* **EXTRACTED MATERIAL**
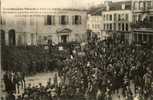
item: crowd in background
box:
[1,39,153,100]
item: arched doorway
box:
[9,29,16,46]
[0,30,5,46]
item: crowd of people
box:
[1,39,153,100]
[3,71,25,93]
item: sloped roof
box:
[109,1,132,10]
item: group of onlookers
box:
[4,39,153,100]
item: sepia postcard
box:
[0,0,153,100]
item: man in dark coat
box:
[6,92,15,100]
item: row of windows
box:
[104,23,129,31]
[103,13,129,21]
[133,1,152,10]
[44,15,81,25]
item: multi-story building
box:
[102,1,132,43]
[0,8,87,45]
[87,14,103,39]
[132,0,153,43]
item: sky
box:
[1,0,128,8]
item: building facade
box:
[102,1,132,43]
[0,8,87,46]
[132,0,153,43]
[87,14,103,39]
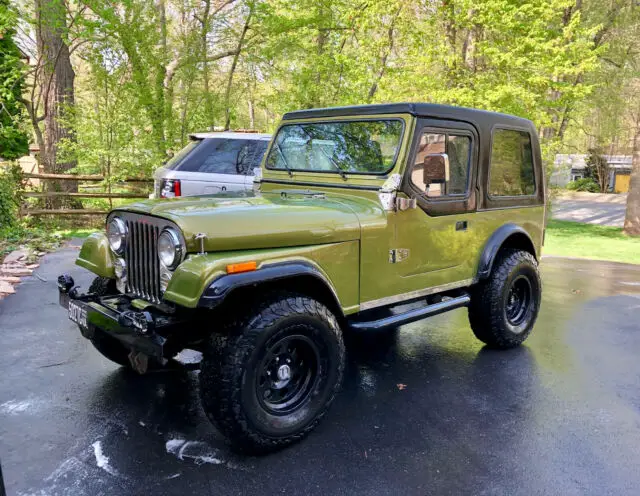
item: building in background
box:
[551,154,633,193]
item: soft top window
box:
[165,138,268,175]
[266,119,403,174]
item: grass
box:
[542,220,640,264]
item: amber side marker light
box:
[227,262,258,274]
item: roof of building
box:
[189,131,271,140]
[554,153,633,169]
[282,103,532,127]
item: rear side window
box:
[489,129,536,196]
[167,138,269,175]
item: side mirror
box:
[422,153,449,187]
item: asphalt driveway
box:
[0,242,640,496]
[551,193,627,227]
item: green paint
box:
[76,233,115,278]
[78,114,544,314]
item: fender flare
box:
[198,261,340,308]
[476,224,538,281]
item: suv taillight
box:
[160,179,182,198]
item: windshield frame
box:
[264,116,407,176]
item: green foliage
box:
[567,177,600,193]
[0,0,29,160]
[542,220,640,264]
[0,222,95,260]
[0,165,22,227]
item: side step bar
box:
[349,294,471,331]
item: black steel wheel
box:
[469,250,542,348]
[200,293,345,453]
[256,334,321,415]
[504,275,533,331]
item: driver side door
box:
[384,119,481,295]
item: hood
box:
[114,190,383,252]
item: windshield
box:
[266,119,403,174]
[165,138,269,175]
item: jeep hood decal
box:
[120,192,382,252]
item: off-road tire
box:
[469,249,542,349]
[200,293,345,454]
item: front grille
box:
[124,220,161,303]
[112,211,179,303]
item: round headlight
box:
[158,228,182,269]
[107,217,127,254]
[113,258,127,279]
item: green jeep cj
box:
[58,103,545,452]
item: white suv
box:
[154,132,271,198]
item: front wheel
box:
[469,250,542,348]
[200,293,345,453]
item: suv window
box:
[165,138,269,175]
[266,119,404,174]
[489,129,536,196]
[411,131,471,198]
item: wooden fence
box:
[20,173,153,216]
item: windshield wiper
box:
[274,141,293,177]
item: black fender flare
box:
[198,261,340,308]
[476,224,538,281]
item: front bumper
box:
[58,276,178,359]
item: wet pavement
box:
[0,240,640,496]
[551,195,627,227]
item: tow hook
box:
[129,351,149,375]
[118,311,156,335]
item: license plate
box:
[69,301,87,327]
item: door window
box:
[489,129,536,196]
[411,131,471,199]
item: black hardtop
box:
[282,103,533,129]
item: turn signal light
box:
[227,262,258,274]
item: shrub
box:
[0,164,22,228]
[567,177,600,193]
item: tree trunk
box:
[224,7,253,131]
[200,0,213,131]
[34,0,78,208]
[624,126,640,236]
[367,6,402,103]
[249,98,256,129]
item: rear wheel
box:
[200,294,345,452]
[469,250,542,348]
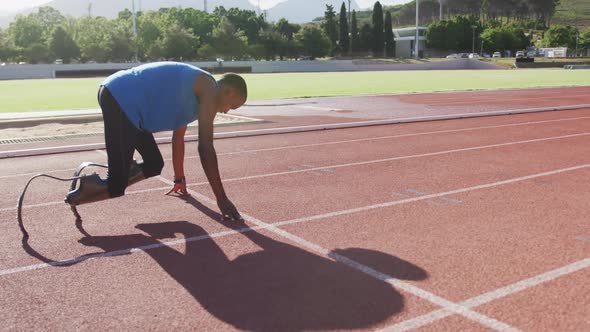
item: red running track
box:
[0,110,590,331]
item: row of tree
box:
[0,0,590,63]
[0,2,400,63]
[426,16,590,53]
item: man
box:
[65,62,248,220]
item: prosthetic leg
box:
[16,160,145,239]
[65,160,145,209]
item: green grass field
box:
[553,0,590,31]
[0,69,590,112]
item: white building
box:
[539,47,567,58]
[393,27,426,58]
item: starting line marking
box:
[157,176,518,331]
[0,116,590,179]
[176,116,590,161]
[187,132,590,186]
[0,133,590,212]
[380,258,590,332]
[0,164,590,330]
[0,104,590,159]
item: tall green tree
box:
[74,16,112,62]
[49,26,80,63]
[259,28,289,60]
[149,24,199,60]
[24,43,51,64]
[578,27,590,50]
[322,5,338,55]
[372,1,385,56]
[29,6,65,40]
[385,11,395,58]
[338,2,350,54]
[541,25,578,49]
[109,20,137,62]
[294,24,332,58]
[211,17,248,59]
[276,18,301,41]
[8,15,44,48]
[0,29,17,61]
[358,23,375,52]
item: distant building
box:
[539,47,567,58]
[393,27,426,58]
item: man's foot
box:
[65,174,111,206]
[127,160,145,186]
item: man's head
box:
[217,73,248,113]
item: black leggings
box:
[98,86,164,197]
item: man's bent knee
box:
[142,159,164,179]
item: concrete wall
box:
[0,59,499,80]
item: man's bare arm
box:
[166,126,188,195]
[195,75,241,220]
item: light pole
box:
[414,0,420,59]
[574,31,580,56]
[471,25,477,53]
[131,0,139,62]
[348,0,352,56]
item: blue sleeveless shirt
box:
[101,62,211,133]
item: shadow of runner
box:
[81,221,427,331]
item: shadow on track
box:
[80,197,428,331]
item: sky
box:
[0,0,409,13]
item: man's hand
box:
[166,178,191,196]
[217,198,244,221]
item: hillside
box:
[553,0,590,31]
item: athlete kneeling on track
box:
[65,62,248,220]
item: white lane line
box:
[0,116,590,179]
[0,164,590,330]
[274,164,590,226]
[0,104,590,159]
[0,133,590,212]
[429,94,588,107]
[0,168,76,179]
[380,258,590,332]
[170,116,590,161]
[158,176,518,331]
[187,132,590,186]
[94,149,109,158]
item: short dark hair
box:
[219,73,248,99]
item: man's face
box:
[217,87,246,113]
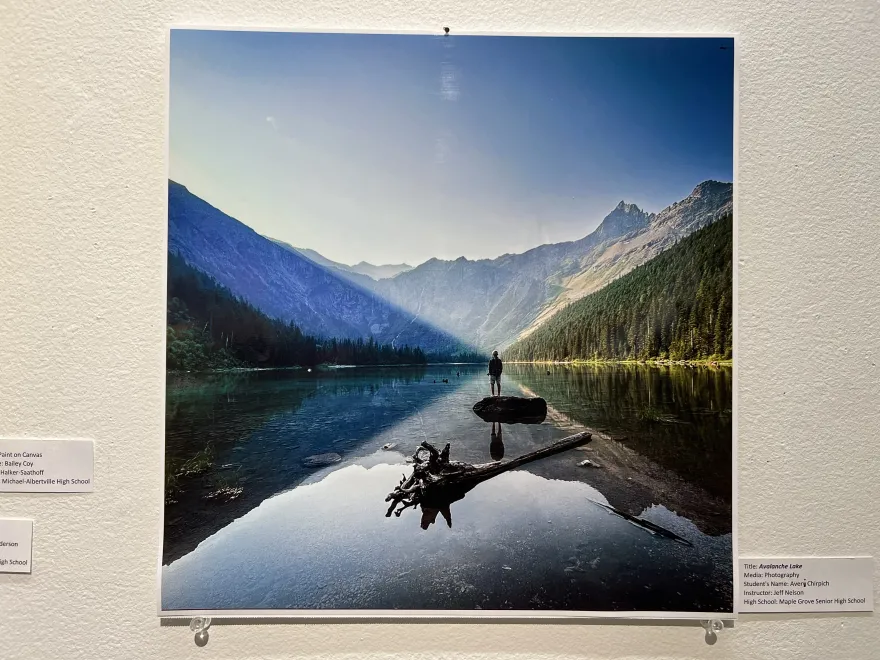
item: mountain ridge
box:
[169,180,732,350]
[168,180,459,351]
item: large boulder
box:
[302,452,342,467]
[474,396,547,424]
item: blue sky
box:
[170,30,733,265]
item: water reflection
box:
[489,422,504,461]
[162,464,733,612]
[163,364,732,611]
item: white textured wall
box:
[0,0,880,660]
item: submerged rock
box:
[474,396,547,424]
[302,452,342,467]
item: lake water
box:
[162,364,733,613]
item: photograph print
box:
[159,29,736,618]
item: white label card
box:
[739,557,874,613]
[0,518,34,573]
[0,438,95,493]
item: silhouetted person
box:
[489,351,504,396]
[489,422,504,461]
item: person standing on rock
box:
[489,351,504,396]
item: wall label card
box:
[0,518,34,573]
[739,557,874,613]
[0,438,95,493]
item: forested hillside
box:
[506,215,733,361]
[166,253,427,371]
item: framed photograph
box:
[159,28,737,619]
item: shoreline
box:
[165,360,733,376]
[506,360,733,367]
[165,362,483,376]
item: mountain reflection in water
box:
[162,365,733,612]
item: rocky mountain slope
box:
[267,242,412,285]
[373,181,732,350]
[168,181,458,351]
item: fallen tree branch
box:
[385,432,592,522]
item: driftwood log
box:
[385,433,592,526]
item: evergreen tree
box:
[506,216,733,361]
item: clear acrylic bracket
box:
[700,619,724,646]
[189,616,211,646]
[189,617,725,647]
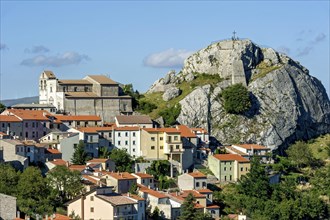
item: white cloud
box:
[0,44,8,50]
[24,45,49,53]
[21,52,90,67]
[144,48,193,68]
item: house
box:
[132,173,155,189]
[10,103,56,114]
[66,187,146,220]
[226,144,270,162]
[113,126,141,158]
[115,115,154,128]
[178,171,207,190]
[102,172,137,193]
[140,128,186,176]
[39,71,132,122]
[0,109,54,141]
[86,158,116,171]
[208,154,250,182]
[0,193,16,220]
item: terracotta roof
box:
[197,189,213,194]
[64,92,99,98]
[191,128,207,134]
[54,115,101,121]
[233,144,269,150]
[102,172,137,180]
[84,75,118,85]
[213,154,249,162]
[140,188,168,199]
[43,70,56,79]
[69,164,86,172]
[7,109,51,121]
[96,194,137,206]
[49,159,67,166]
[188,171,206,178]
[114,126,140,131]
[0,115,22,122]
[178,125,196,138]
[87,158,110,163]
[122,193,145,201]
[58,79,92,85]
[143,128,181,133]
[133,173,154,179]
[44,213,71,220]
[45,149,62,154]
[225,146,248,156]
[116,115,152,124]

* **REQUIRED TASK**
Repeat the items line for line, starting at the very beginning and stopping after the line that contains "[44,15,81,25]", including that line. Leave the pictures out of your answer.

* **PROBLEM SOLUTION**
item: crowd in background
box:
[1,39,153,100]
item: arched doorway
box:
[9,29,16,46]
[0,30,5,46]
item: crowd of people
box:
[1,39,153,100]
[3,71,25,93]
item: sloped roof
box:
[109,1,132,10]
item: group of onlookers
box:
[4,39,153,100]
item: sepia postcard
box:
[0,0,153,100]
item: man in dark coat
box:
[6,92,15,100]
item: row of windows
box:
[104,23,129,31]
[103,13,129,21]
[133,1,152,10]
[44,15,81,25]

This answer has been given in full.